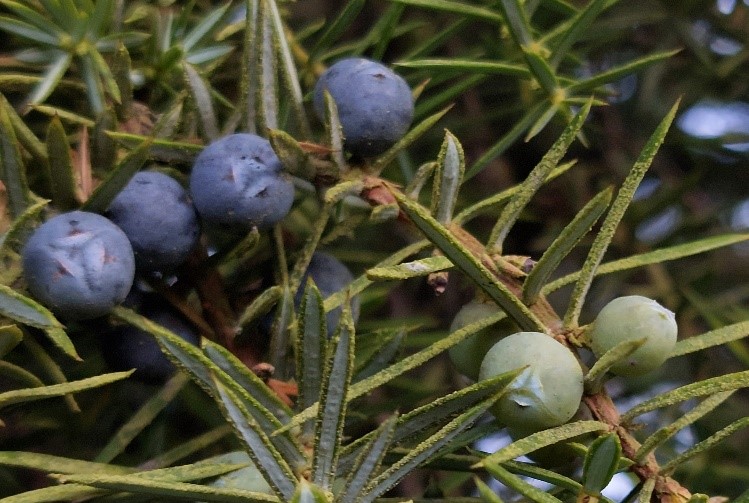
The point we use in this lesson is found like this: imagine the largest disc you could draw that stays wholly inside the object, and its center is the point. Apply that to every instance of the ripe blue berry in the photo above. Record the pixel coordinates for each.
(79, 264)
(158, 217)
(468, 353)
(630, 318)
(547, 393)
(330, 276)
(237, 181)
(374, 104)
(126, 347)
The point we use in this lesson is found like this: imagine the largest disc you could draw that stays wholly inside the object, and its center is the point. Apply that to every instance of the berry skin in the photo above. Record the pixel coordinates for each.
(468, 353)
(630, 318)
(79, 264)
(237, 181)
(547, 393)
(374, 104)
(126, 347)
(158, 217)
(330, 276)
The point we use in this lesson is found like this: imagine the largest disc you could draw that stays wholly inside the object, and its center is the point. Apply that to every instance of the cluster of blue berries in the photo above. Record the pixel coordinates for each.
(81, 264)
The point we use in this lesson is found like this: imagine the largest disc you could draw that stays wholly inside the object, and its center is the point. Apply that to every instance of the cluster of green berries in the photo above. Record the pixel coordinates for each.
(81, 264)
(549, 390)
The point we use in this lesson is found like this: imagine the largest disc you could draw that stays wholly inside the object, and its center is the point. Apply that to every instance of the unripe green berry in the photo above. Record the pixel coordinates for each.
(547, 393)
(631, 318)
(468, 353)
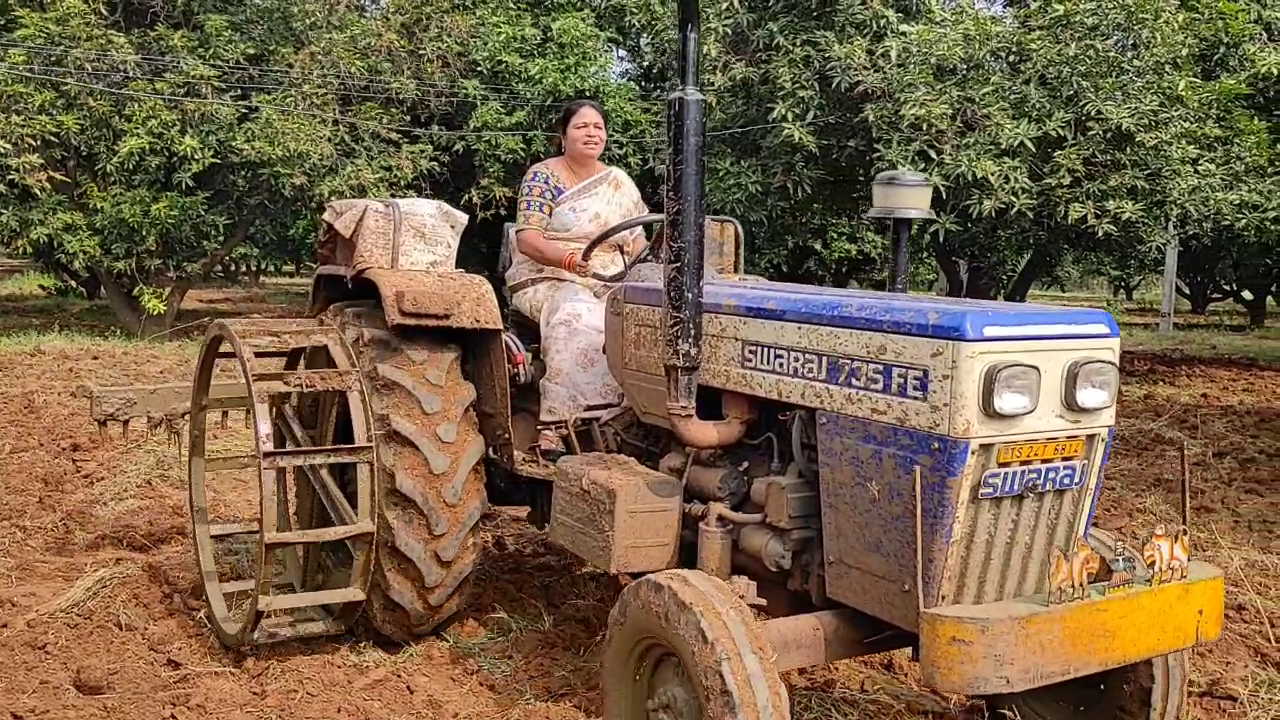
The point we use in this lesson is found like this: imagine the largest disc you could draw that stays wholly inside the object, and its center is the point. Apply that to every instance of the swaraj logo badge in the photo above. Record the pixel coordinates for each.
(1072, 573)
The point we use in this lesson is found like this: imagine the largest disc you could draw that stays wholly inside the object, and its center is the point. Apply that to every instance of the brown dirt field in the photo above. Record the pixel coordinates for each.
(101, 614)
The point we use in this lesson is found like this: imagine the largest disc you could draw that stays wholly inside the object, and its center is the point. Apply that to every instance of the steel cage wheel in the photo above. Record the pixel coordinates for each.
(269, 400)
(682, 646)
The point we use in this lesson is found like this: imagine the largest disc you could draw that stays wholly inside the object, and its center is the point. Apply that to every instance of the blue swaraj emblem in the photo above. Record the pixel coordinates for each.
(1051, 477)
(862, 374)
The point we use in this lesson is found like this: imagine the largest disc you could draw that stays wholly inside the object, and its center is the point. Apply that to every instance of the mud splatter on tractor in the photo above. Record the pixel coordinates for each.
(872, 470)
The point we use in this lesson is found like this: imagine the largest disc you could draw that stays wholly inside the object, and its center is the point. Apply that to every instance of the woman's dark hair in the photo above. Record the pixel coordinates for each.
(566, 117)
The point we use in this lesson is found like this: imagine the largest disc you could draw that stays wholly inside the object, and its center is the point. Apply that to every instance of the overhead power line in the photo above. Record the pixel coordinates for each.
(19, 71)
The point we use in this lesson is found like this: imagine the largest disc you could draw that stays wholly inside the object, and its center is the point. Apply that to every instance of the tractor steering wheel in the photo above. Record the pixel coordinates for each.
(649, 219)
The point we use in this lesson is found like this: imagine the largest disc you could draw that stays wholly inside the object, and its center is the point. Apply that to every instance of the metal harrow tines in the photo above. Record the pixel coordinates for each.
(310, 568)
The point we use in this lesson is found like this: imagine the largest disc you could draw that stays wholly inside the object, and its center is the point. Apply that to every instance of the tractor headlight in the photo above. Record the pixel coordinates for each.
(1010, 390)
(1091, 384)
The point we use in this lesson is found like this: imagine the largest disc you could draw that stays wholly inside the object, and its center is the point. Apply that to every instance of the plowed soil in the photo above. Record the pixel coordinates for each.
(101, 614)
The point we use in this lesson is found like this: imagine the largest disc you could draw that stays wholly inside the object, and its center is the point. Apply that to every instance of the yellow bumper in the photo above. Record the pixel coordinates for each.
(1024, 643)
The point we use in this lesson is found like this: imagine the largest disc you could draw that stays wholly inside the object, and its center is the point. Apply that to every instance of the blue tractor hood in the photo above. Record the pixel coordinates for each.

━━━━━━━━━━━━━━━━━━━━━━━━━━━━━━

TASK DIRECTIONS » Rewrite all the records above, swapping "largest disc" for "biggest circle" wherever it appears and leaving everything else unchanged. Do not include the pictures.

RIGHT ANSWER »
The point we use in this lesson is found like this: imagine the biggest circle you could draw that stays wholly inside the object, and its center is the point. Apply that to every instance of the ripe blue berry in the photo above. Record the pixel coordinates for each.
(79, 264)
(158, 217)
(468, 353)
(630, 318)
(547, 393)
(330, 276)
(237, 181)
(374, 104)
(126, 347)
The point we use in this lesson is found like this: imagine the biggest circle you could draw that stays wholly inside the object, and its center is the point. Apply that to every instance of the berry skin in the photo above. Record the pixel coordinates for each.
(468, 353)
(630, 318)
(79, 264)
(237, 181)
(547, 393)
(374, 104)
(126, 347)
(158, 217)
(330, 276)
The point we use in this lesson is found like this: imagine the biggest circle you could draw that stays wholly inside the object, and its center is the point. Apply that to every instance of the cluster of blue berries in the photo above. Record the pixel coordinates for each.
(81, 264)
The point we use in this lesson is found like this: imagine the biggest circle you could draw that stays wholly inside the object, and its center is the point. Apply that to every instance of the cluster of green berries in the photo above. Record the pixel coordinates for each.
(81, 264)
(549, 390)
The point we use in this lesson is found like this: imagine the biggest circle you could draw that stays wholly inside the object, and its center is the point. Apply that to every instance of the unripe green berry in the photo above. Record the pixel coordinates for each.
(547, 393)
(631, 318)
(468, 353)
The point we use in this lesson is found like this: imagine the biggest circle you could draw that stays wholly inside the object, and its center is the point. Apply that to every instance of the swaraj logo badge in the photo above. Record the pixel coordinates for each.
(1072, 573)
The point we use in this lesson is found like this: imagine the biggest circle you could draw that stays wholly inside the object, and its center is the point. Apply that to every instance of the brown dirt field in the photo above. Record the pixel coordinates for each.
(101, 614)
The point we use in this lesson is found like this: imagine the biggest circle you could draw that stays wholly inside the object, and its center is the point. Apply that to every instance of the steel cage wheel in the photo above. Record the pixel coordinates for each.
(269, 400)
(682, 646)
The point we use in this lesson is found like this: imagine the biggest circle you could draw that stays wholly inside the object, and its center is the point. Apply that to every instance of the blue swaraj emblem in the photo above. Record the pixel coordinates for each.
(1051, 477)
(862, 374)
The point we use in this lesson is found like this: imagine the biggest circle you could draw that stays wholly inside the object, and its center is the point. Apply that to every instance of the mud splatter on tractor in the photo above. Record the pixel coordinates for each.
(872, 470)
The point we use in this lesson is found like this: imagine the biggest circle you could draw that stays wholly inside the object, and its center is the point. Apply that to every instance of the woman's dark hair in the photo above. Record the pixel coordinates for each.
(566, 117)
The point we use in this lesson is found like this: imagine the biggest circle you could draw that stays wholly inside the object, and its center is the point. Apply that to every instance of the overhead power line in the photo above. Record the pixel coordinates for each.
(19, 71)
The point we use in this lesson is found like this: imagine the biggest circle you could draw that stays wholly inside the object, and its center is the point. Apply that to every instance of the tractor steering wheel in the photo above. Record the pixel coordinates for each.
(649, 219)
The point we use in this lesson is found like this: imagine the biggest circle you could draw that stays wholly inside the object, and its center is the point. Apply that to every instance of the metal harrow tines in the photo above. Record the pixel coordinates for each.
(310, 568)
The point we use in this lesson is found like this: imagine the biggest circle you could draw that stays wholly inside the object, and its center is the point. Apply that to every instance of the tractor headlight in the photo above. Record the pixel coordinates for each.
(1010, 390)
(1091, 384)
The point we use in this lesson is found like this: imagine the biggest circle you could draw that stays wholly inside the object, and its center is the point. Apply that to every instance of the plowed soil in the photo above. Record the pixel coordinates for each.
(101, 614)
The point we use in this lesson is found like this: imagine the biggest circle you could draw that stays wholly inside the object, and its center is the point. Apply that to every instance of the yellow bumper in the photo above. Record the pixel coordinates for each.
(1024, 643)
The point we use in this lesson is found like this: imagine the biggest circle you could draw that stays wholly inside the object, and its center is the point. Apply that to every instance of the blue tractor hood in the photo above. Record the pixel coordinates for each.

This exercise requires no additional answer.